■ **Selected extract**
** Begin **

A. C. Frost & Co. v. Coeur D'Alene Mines Corp.

Decision Date15 December 1939
Docket Number6646
Citation98 P.2d 965,61 Idaho 21
CourtIdaho Supreme Court
PartiesA. C. FROST & COMPANY, a Corporation, Respondent and Cross-appellant, v. COEUR D'ALENE MINES CORPORATION, a Corporation, Appellant and Cross-respondent

CONTRACTS-ILLEGALITY-EFFECT OF-RIGHTS OF PARTIES.

1. If contract is void because prohibited by law as against public policy, the court will leave parties thereto in identical situation in which the court finds them, and contract cannot be treated as valid by invoking estoppel.

2. Where agreement giving plaintiff's assignor the option to purchase treasury stock of defendant corporation was void under securities acts, plaintiff could not recover difference between contract price of stock as fixed by option and market price of stock at time of breach of option with reference to number of shares covered by option remaining unsold at time of breach. (Securities Act of 1933, sec. 5 (a) (1, 2); sec. 4 (1), as amended, 15 U.S. C. A., secs. 77e (a) (1, 2) 77d (1); Securities Exchange Act of 1934, sec. 29 (b), 15 U.S. C. A sec. 78cc (b).)

** End **

■ **Information provided**
** Begin **

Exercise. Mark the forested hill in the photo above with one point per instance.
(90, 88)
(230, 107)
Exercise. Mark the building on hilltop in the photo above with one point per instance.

** End **

■ **Aim of the exercise**
Update the case summary by writing out everything from "1. If contract" down to "sec. 78cc (b).)" with "estoppel" changed to "ratification". The material is not needed here.

■ **Full answer**
1. If contract is void because prohibited by law as against public policy, the court will leave parties thereto in identical situation in which the court finds them, and contract cannot be treated as valid by invoking ratification.

2. Where agreement giving plaintiff's assignor the option to purchase treasury stock of defendant corporation was void under securities acts, plaintiff could not recover difference between contract price of stock as fixed by option and market price of stock at time of breach of option with reference to number of shares covered by option remaining unsold at time of breach. (Securities Act of 1933, sec. 5 (a) (1, 2); sec. 4 (1), as amended, 15 U.S. C. A., secs. 77e (a) (1, 2) 77d (1); Securities Exchange Act of 1934, sec. 29 (b), 15 U.S. C. A sec. 78cc (b).)